● Aim of the exercise
Please reproduce, word for word, the lines below from the one containing "--target child sitting on ground" to the one containing "125L131 125L126 130L126", with both of those lines included.

Rows from a segmentation dataset:
**********
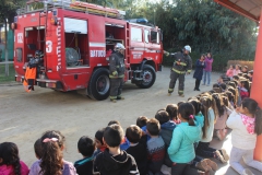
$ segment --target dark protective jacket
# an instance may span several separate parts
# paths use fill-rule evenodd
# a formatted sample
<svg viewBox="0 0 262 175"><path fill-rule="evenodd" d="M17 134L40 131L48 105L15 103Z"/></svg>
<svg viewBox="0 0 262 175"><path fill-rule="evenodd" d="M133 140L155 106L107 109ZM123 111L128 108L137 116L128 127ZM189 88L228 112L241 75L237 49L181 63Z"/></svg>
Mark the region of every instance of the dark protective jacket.
<svg viewBox="0 0 262 175"><path fill-rule="evenodd" d="M177 73L187 73L192 70L192 59L189 55L184 55L181 51L170 54L171 58L175 58L172 71Z"/></svg>
<svg viewBox="0 0 262 175"><path fill-rule="evenodd" d="M94 162L94 174L100 175L139 175L134 158L126 151L118 155L111 155L106 149L99 153Z"/></svg>
<svg viewBox="0 0 262 175"><path fill-rule="evenodd" d="M109 57L109 78L123 78L124 62L123 55L114 51Z"/></svg>
<svg viewBox="0 0 262 175"><path fill-rule="evenodd" d="M204 68L205 68L205 62L204 61L201 62L200 60L196 60L193 78L198 80L202 80Z"/></svg>

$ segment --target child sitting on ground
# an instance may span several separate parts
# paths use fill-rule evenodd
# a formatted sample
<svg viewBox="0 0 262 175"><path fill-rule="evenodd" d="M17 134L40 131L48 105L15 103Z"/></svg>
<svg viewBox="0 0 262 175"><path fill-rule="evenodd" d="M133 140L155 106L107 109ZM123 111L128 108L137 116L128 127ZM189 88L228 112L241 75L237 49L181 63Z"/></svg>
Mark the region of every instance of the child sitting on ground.
<svg viewBox="0 0 262 175"><path fill-rule="evenodd" d="M234 69L233 75L238 75L238 73L241 72L240 70L241 70L241 67L240 67L239 65L236 65L236 66L235 66L235 69Z"/></svg>
<svg viewBox="0 0 262 175"><path fill-rule="evenodd" d="M67 174L76 175L76 171L71 162L63 160L62 151L64 149L64 136L57 130L46 131L41 138L40 160L35 162L29 175L36 174ZM56 166L53 166L56 165Z"/></svg>
<svg viewBox="0 0 262 175"><path fill-rule="evenodd" d="M234 71L235 69L233 68L233 66L229 66L229 69L227 69L226 75L231 80L233 75L234 75Z"/></svg>
<svg viewBox="0 0 262 175"><path fill-rule="evenodd" d="M135 125L131 125L126 130L126 137L130 141L130 147L127 149L127 153L132 155L139 167L140 175L147 174L147 152L146 152L146 139L142 138L142 130Z"/></svg>
<svg viewBox="0 0 262 175"><path fill-rule="evenodd" d="M250 70L248 72L248 77L249 77L249 80L252 82L252 80L253 80L253 70Z"/></svg>
<svg viewBox="0 0 262 175"><path fill-rule="evenodd" d="M201 125L194 120L194 107L190 103L179 105L178 118L181 124L174 129L172 139L167 150L172 161L171 174L194 175L198 171L191 168L190 164L195 158L193 143L199 141L202 136Z"/></svg>
<svg viewBox="0 0 262 175"><path fill-rule="evenodd" d="M105 131L105 128L97 130L95 133L96 150L93 155L94 158L96 158L97 154L99 154L100 152L104 152L106 150L106 144L103 141L104 131Z"/></svg>
<svg viewBox="0 0 262 175"><path fill-rule="evenodd" d="M243 68L241 69L242 73L248 73L248 66L243 66Z"/></svg>
<svg viewBox="0 0 262 175"><path fill-rule="evenodd" d="M152 118L146 124L146 132L151 139L147 141L148 171L153 174L160 173L165 159L165 142L159 136L160 124L157 119Z"/></svg>
<svg viewBox="0 0 262 175"><path fill-rule="evenodd" d="M172 131L176 128L176 124L170 120L170 117L166 110L159 110L156 113L155 118L160 124L160 132L159 136L163 138L165 142L165 152L167 152L167 148L170 145L170 141L172 138ZM171 167L172 163L169 159L168 154L165 155L164 164L168 167Z"/></svg>
<svg viewBox="0 0 262 175"><path fill-rule="evenodd" d="M231 114L231 110L225 106L225 104L223 103L222 96L221 94L212 94L212 97L215 100L216 102L216 109L217 109L217 116L216 116L216 122L215 122L215 136L217 136L217 138L219 140L224 140L227 133L226 130L226 120L228 118L228 116Z"/></svg>
<svg viewBox="0 0 262 175"><path fill-rule="evenodd" d="M106 127L103 141L107 149L98 154L94 161L94 173L102 175L139 175L134 158L126 151L120 150L123 139L123 130L119 125Z"/></svg>
<svg viewBox="0 0 262 175"><path fill-rule="evenodd" d="M35 155L37 158L37 160L40 160L41 159L41 141L40 139L37 139L35 141L35 144L34 144L34 149L35 149Z"/></svg>
<svg viewBox="0 0 262 175"><path fill-rule="evenodd" d="M250 88L249 88L249 81L247 79L240 80L239 90L240 90L241 100L249 97Z"/></svg>
<svg viewBox="0 0 262 175"><path fill-rule="evenodd" d="M93 175L93 153L95 151L95 142L87 136L80 138L78 142L79 152L83 155L82 160L74 163L79 175Z"/></svg>
<svg viewBox="0 0 262 175"><path fill-rule="evenodd" d="M19 148L15 143L0 143L0 174L1 175L27 175L27 165L20 161Z"/></svg>
<svg viewBox="0 0 262 175"><path fill-rule="evenodd" d="M253 168L262 172L262 163L253 160L253 150L257 136L262 133L262 110L252 98L245 98L241 107L236 108L227 120L227 127L231 128L230 166L239 174L253 175L249 168L241 165L241 160Z"/></svg>
<svg viewBox="0 0 262 175"><path fill-rule="evenodd" d="M117 125L121 126L118 120L110 120L107 126L110 126L110 125L114 125L114 124L117 124ZM123 137L122 142L120 144L120 149L121 150L127 150L129 148L129 145L130 145L129 140L126 137Z"/></svg>
<svg viewBox="0 0 262 175"><path fill-rule="evenodd" d="M138 119L136 119L136 126L139 126L140 128L146 126L146 122L147 122L148 118L145 117L145 116L140 116Z"/></svg>
<svg viewBox="0 0 262 175"><path fill-rule="evenodd" d="M170 120L172 120L175 124L180 124L181 121L177 117L177 110L178 110L178 105L176 104L168 104L166 106L166 112L168 113Z"/></svg>
<svg viewBox="0 0 262 175"><path fill-rule="evenodd" d="M216 93L214 93L216 94ZM212 98L212 96L203 96L201 98L201 103L203 105L202 107L202 114L204 115L204 127L202 128L203 136L201 141L199 142L195 153L199 156L203 158L215 158L219 160L223 163L226 163L228 161L228 155L224 149L216 150L210 147L210 142L213 138L213 131L214 131L214 124L216 120L215 115L215 101ZM216 171L217 166L214 164L211 164L212 170Z"/></svg>

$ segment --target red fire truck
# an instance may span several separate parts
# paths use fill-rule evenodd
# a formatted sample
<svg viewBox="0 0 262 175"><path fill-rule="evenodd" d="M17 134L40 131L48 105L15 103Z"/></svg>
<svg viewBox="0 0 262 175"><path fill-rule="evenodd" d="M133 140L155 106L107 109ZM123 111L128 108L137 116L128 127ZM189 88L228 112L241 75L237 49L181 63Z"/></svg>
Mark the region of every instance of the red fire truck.
<svg viewBox="0 0 262 175"><path fill-rule="evenodd" d="M162 31L128 22L124 13L74 0L27 1L12 24L15 81L23 82L26 62L35 50L43 50L44 62L36 74L38 86L82 90L94 100L105 100L110 89L109 55L116 43L122 43L124 81L151 88L155 72L162 68Z"/></svg>

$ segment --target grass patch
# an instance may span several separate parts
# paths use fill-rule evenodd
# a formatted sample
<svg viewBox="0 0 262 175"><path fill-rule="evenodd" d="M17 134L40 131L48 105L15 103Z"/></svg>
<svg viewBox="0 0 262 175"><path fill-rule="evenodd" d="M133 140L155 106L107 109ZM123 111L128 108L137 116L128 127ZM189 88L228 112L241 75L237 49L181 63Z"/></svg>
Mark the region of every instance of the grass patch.
<svg viewBox="0 0 262 175"><path fill-rule="evenodd" d="M0 65L0 84L7 82L14 82L14 67L13 63L9 63L9 75L5 77L5 65Z"/></svg>

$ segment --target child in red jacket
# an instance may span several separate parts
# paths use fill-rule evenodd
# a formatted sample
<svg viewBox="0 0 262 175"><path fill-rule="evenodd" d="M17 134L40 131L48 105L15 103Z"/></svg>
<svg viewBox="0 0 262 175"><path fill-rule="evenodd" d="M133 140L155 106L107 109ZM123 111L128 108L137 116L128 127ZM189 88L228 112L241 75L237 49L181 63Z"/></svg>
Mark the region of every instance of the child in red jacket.
<svg viewBox="0 0 262 175"><path fill-rule="evenodd" d="M28 175L27 165L20 161L19 149L15 143L0 143L0 174L1 175Z"/></svg>

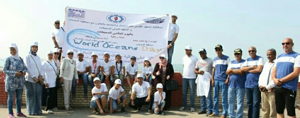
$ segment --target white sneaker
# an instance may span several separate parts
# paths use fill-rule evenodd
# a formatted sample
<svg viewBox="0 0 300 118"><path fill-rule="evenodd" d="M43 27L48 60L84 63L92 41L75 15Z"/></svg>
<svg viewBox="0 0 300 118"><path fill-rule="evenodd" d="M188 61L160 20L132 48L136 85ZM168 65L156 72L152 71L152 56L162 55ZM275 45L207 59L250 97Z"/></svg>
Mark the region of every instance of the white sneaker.
<svg viewBox="0 0 300 118"><path fill-rule="evenodd" d="M51 110L48 110L46 111L48 114L53 113L53 112Z"/></svg>

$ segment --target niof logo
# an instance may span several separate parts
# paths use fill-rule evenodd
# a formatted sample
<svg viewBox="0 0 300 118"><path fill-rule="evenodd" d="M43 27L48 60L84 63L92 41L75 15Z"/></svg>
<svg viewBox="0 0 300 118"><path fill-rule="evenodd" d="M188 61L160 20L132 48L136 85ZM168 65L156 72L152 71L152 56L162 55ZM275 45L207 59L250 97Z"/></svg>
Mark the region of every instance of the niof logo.
<svg viewBox="0 0 300 118"><path fill-rule="evenodd" d="M108 21L114 23L121 23L126 20L125 17L118 14L111 14L107 16L106 19Z"/></svg>
<svg viewBox="0 0 300 118"><path fill-rule="evenodd" d="M165 21L165 19L159 18L147 17L143 19L145 22L150 23L160 23Z"/></svg>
**********
● The answer
$ segment --target child sitting on ground
# an instance may span several separate parts
# paths use fill-rule evenodd
# a formatted sample
<svg viewBox="0 0 262 175"><path fill-rule="evenodd" d="M17 134L40 131L48 105L15 103Z"/></svg>
<svg viewBox="0 0 262 175"><path fill-rule="evenodd" d="M133 140L155 106L107 109ZM123 111L128 108L137 116L128 127ZM189 88L228 112L241 75L237 49L181 63Z"/></svg>
Mark the region of every instance of the child sitting on ground.
<svg viewBox="0 0 262 175"><path fill-rule="evenodd" d="M234 69L233 75L238 75L238 73L241 72L240 70L241 70L241 67L240 67L239 65L236 65L236 66L235 66L235 69Z"/></svg>
<svg viewBox="0 0 262 175"><path fill-rule="evenodd" d="M67 174L76 175L76 171L71 162L63 160L62 151L64 149L64 136L57 130L46 131L41 138L40 160L35 162L29 175L36 174ZM56 166L53 166L56 165Z"/></svg>
<svg viewBox="0 0 262 175"><path fill-rule="evenodd" d="M234 71L235 69L233 68L233 66L229 66L229 69L227 69L226 75L231 80L233 75L234 75Z"/></svg>
<svg viewBox="0 0 262 175"><path fill-rule="evenodd" d="M135 125L131 125L126 130L126 137L130 141L130 147L127 149L127 153L132 155L139 167L140 175L147 174L147 152L146 152L146 139L142 138L142 130Z"/></svg>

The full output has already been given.